WHAT YOU HAVE TO DO :: Return only those lines of the records below in which "shrub" appears.

(Beginning of MATERIAL SHOWN)

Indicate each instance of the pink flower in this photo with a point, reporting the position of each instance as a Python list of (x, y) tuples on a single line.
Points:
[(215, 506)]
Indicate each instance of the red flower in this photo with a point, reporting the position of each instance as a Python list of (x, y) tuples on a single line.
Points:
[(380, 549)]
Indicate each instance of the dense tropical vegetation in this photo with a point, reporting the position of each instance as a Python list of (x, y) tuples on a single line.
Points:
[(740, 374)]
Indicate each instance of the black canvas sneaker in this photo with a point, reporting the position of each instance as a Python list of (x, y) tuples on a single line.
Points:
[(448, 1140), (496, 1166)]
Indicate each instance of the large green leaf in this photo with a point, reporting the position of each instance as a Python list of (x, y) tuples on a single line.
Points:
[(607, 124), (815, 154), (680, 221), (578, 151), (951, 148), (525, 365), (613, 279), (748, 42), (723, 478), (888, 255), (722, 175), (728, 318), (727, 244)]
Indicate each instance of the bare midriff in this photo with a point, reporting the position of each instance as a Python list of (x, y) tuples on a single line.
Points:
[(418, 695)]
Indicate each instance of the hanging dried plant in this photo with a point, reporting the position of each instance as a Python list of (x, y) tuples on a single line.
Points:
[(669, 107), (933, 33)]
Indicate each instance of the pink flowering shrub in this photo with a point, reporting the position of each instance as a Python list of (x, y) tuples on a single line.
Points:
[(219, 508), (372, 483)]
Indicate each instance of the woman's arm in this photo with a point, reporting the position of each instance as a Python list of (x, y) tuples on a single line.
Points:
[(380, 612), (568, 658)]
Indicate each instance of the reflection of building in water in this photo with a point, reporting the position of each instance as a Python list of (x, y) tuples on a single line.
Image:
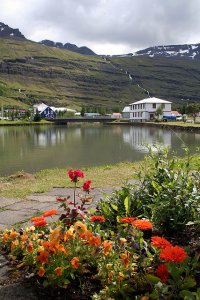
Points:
[(48, 137), (140, 137)]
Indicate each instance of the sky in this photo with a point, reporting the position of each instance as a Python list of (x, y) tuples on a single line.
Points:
[(106, 26)]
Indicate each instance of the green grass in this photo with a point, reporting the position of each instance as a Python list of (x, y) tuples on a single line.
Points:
[(101, 176)]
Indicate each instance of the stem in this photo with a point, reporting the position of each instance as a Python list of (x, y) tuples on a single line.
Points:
[(75, 194)]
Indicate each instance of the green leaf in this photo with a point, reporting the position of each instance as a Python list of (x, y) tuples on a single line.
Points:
[(188, 282), (186, 295), (127, 204), (152, 279)]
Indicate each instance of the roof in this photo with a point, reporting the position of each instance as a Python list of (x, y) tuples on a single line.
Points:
[(151, 100), (126, 109)]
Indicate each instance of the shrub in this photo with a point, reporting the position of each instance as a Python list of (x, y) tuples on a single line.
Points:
[(167, 192)]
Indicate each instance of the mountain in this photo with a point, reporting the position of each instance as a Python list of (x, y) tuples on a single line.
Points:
[(187, 51), (6, 31), (71, 47), (50, 73)]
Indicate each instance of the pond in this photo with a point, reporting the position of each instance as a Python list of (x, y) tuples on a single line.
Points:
[(32, 148)]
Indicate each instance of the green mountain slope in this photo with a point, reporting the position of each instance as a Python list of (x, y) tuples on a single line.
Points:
[(35, 73), (61, 77)]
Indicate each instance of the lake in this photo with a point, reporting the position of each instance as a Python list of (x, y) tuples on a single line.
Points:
[(32, 148)]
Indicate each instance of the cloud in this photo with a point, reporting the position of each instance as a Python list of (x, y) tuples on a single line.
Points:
[(106, 25)]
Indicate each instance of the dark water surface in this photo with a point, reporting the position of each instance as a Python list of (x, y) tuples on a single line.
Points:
[(40, 147)]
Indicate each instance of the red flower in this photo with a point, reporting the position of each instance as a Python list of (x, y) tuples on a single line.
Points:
[(75, 262), (127, 220), (142, 224), (160, 242), (97, 218), (40, 223), (174, 254), (50, 213), (87, 186), (74, 174), (162, 273), (36, 219)]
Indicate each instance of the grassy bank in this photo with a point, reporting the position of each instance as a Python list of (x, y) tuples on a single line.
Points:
[(23, 123), (20, 185)]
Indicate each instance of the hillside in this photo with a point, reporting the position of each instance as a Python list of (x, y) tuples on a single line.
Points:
[(61, 77), (34, 72), (177, 80)]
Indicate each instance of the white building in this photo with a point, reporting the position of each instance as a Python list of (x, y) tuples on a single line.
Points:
[(144, 110)]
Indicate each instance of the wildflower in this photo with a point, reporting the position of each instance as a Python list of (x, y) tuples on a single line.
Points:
[(14, 244), (75, 262), (125, 261), (74, 174), (122, 240), (121, 276), (97, 218), (58, 271), (174, 254), (142, 224), (162, 273), (43, 256), (160, 242), (41, 272), (127, 220), (94, 241), (87, 186), (79, 226), (30, 248), (50, 213), (36, 219), (40, 223), (107, 245), (14, 234)]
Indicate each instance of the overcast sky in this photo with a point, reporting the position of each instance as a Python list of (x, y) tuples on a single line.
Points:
[(106, 26)]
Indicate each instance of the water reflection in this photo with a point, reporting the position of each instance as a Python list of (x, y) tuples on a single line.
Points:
[(140, 137), (35, 148)]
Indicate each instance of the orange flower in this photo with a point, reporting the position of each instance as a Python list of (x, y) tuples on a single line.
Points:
[(174, 254), (107, 245), (50, 213), (162, 273), (14, 234), (43, 256), (30, 247), (41, 272), (127, 220), (40, 223), (97, 218), (125, 261), (36, 219), (80, 227), (160, 242), (142, 224), (75, 262), (58, 271)]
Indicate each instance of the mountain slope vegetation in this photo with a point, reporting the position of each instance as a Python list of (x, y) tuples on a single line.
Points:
[(36, 73)]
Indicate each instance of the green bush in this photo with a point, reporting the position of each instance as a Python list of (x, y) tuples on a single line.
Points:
[(167, 193)]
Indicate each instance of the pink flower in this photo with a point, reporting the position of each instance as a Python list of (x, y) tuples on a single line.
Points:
[(75, 174), (87, 186)]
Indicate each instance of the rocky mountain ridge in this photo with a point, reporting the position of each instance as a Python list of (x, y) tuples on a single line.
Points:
[(6, 31), (71, 47), (186, 51)]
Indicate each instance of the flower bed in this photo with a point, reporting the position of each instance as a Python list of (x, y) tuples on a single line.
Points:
[(97, 258)]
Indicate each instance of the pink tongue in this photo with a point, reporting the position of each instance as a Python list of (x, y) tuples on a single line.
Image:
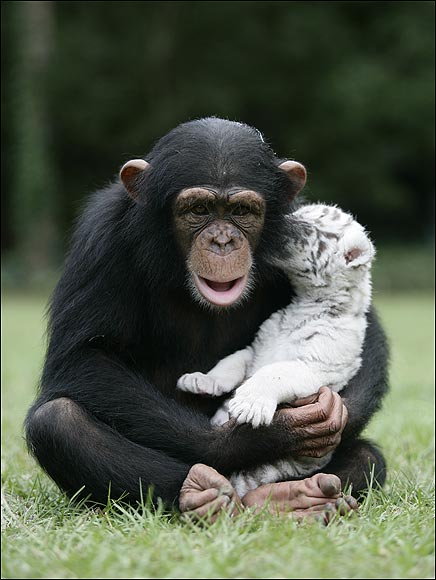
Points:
[(220, 286)]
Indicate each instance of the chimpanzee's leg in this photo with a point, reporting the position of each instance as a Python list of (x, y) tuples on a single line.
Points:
[(358, 463), (76, 451)]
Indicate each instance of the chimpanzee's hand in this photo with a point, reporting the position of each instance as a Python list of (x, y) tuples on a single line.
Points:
[(316, 423)]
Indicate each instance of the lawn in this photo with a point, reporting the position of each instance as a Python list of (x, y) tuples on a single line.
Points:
[(45, 537)]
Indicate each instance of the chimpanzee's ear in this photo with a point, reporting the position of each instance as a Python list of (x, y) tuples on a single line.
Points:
[(131, 174), (296, 173)]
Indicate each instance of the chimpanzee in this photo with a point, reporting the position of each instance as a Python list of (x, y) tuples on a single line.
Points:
[(170, 271)]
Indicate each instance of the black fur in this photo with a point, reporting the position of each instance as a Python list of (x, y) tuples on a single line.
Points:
[(123, 327)]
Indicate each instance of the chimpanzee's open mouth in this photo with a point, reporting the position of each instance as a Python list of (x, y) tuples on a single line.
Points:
[(221, 293)]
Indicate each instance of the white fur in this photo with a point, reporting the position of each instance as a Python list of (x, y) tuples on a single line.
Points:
[(315, 341)]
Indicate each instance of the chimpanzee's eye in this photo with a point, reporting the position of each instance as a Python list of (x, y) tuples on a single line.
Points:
[(200, 209), (241, 210)]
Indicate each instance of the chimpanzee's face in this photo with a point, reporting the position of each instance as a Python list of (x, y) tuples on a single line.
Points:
[(217, 232), (224, 187)]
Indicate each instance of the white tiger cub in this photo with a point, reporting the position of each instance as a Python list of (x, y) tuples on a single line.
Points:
[(315, 341)]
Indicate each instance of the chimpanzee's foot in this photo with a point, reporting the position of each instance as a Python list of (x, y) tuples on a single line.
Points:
[(205, 493), (318, 496)]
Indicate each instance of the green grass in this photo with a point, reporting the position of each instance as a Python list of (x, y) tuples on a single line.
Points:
[(45, 537)]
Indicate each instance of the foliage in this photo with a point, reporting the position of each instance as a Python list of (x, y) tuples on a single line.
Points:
[(345, 87), (44, 536)]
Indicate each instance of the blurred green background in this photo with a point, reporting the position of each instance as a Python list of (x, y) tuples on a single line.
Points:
[(347, 88)]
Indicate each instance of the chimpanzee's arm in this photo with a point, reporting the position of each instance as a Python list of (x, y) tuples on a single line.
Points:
[(363, 394), (124, 400)]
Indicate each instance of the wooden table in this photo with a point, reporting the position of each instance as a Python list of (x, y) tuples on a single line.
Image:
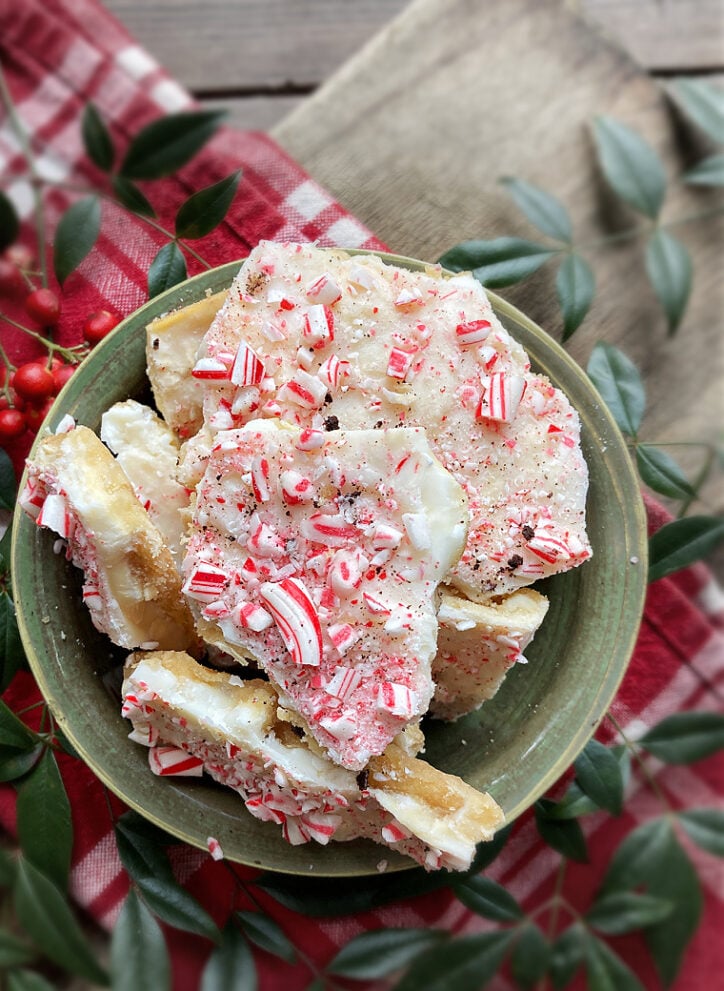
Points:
[(410, 112)]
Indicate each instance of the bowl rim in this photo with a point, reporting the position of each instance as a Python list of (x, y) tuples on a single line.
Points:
[(196, 286)]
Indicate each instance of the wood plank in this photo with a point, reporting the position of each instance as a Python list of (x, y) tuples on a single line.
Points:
[(253, 45), (255, 113), (413, 133), (245, 46), (665, 35)]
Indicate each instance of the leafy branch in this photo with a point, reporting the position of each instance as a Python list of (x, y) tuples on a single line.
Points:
[(635, 175)]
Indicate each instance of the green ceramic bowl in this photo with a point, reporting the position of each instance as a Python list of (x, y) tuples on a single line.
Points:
[(515, 747)]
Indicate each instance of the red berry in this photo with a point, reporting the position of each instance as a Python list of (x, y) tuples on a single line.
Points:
[(33, 381), (12, 424), (36, 414), (43, 305), (99, 325), (61, 376)]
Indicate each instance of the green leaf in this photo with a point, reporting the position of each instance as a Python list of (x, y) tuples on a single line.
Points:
[(139, 957), (639, 856), (13, 731), (8, 483), (564, 835), (703, 104), (75, 235), (670, 271), (27, 980), (541, 208), (685, 737), (7, 869), (12, 657), (9, 221), (130, 196), (706, 828), (97, 139), (16, 763), (619, 383), (499, 262), (530, 956), (205, 210), (683, 542), (676, 881), (231, 966), (465, 964), (620, 912), (43, 911), (13, 951), (599, 775), (607, 972), (661, 473), (632, 168), (167, 269), (267, 934), (486, 897), (45, 829), (574, 803), (382, 952), (167, 144), (575, 286), (567, 954), (148, 865), (708, 172)]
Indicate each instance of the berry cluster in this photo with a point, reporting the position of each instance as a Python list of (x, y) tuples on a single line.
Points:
[(27, 392)]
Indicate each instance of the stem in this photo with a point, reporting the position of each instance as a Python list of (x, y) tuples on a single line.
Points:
[(632, 233), (89, 191), (70, 354), (38, 209), (307, 961), (650, 779)]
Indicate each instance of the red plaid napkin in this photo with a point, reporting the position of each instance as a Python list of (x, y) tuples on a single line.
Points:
[(59, 54)]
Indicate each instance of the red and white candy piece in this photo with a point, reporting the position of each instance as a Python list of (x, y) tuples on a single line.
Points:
[(345, 572), (172, 761), (344, 681), (324, 290), (331, 530), (548, 548), (318, 327), (32, 497), (396, 699), (254, 617), (54, 514), (214, 848), (333, 370), (296, 488), (502, 397), (303, 390), (210, 368), (296, 617), (398, 363), (248, 368), (310, 439), (260, 479), (472, 332), (205, 583)]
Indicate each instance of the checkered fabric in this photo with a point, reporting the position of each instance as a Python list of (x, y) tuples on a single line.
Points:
[(56, 56)]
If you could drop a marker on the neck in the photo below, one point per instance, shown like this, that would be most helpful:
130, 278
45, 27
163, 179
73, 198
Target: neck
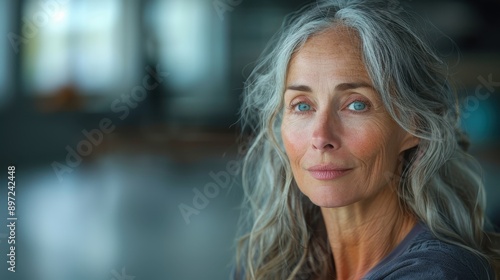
362, 234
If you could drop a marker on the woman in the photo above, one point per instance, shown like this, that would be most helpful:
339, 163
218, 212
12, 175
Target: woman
357, 168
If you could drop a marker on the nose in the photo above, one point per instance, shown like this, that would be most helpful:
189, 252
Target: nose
324, 137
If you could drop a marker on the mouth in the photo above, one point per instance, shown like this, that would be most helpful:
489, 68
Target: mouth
327, 172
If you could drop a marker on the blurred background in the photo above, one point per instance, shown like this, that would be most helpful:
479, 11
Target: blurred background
120, 117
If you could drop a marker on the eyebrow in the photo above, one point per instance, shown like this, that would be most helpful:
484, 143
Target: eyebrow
339, 87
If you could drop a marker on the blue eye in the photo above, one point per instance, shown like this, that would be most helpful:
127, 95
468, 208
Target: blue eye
303, 107
357, 106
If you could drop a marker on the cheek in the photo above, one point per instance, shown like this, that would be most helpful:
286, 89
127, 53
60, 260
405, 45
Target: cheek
294, 140
374, 145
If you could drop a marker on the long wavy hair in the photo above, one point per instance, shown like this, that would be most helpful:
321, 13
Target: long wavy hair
283, 235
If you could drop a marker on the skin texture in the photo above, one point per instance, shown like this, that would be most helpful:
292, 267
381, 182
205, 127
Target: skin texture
334, 117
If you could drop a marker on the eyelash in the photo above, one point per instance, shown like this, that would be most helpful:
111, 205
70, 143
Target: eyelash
293, 107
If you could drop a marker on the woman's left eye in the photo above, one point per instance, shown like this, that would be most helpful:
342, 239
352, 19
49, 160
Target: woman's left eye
357, 106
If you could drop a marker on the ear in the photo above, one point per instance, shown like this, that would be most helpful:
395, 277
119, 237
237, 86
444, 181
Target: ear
408, 141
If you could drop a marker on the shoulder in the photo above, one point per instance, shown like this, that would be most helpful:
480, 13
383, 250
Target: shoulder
427, 257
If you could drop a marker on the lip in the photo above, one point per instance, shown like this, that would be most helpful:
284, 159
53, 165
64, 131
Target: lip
325, 172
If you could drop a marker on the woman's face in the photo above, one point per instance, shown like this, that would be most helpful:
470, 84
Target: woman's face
342, 144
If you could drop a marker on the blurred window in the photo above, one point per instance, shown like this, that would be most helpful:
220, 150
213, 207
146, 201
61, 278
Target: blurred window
82, 43
189, 40
6, 51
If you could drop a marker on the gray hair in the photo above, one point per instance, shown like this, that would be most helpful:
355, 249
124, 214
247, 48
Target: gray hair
441, 184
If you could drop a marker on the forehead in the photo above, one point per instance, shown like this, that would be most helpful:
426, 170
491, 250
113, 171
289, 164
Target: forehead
337, 49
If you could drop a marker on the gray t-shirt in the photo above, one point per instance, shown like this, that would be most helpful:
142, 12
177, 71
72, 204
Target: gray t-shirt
422, 256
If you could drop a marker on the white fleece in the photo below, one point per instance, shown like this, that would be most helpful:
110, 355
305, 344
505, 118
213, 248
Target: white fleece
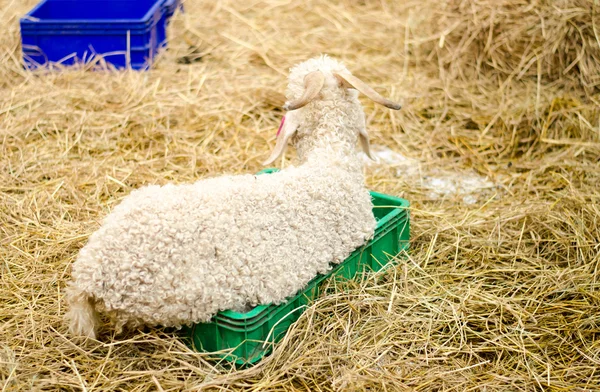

(End of MATERIAL SHOWN)

WRITTEN ANSWER ::
Indicate each instance of the pink flowering shrub in this photo with a point, reporting the position of each instance as a Python list of (x, y) tuples on a single line.
Indicate each instance of the shrub in this photo with a point, reporting the position of each instance as a Python list of (x, y) tuples on a single line.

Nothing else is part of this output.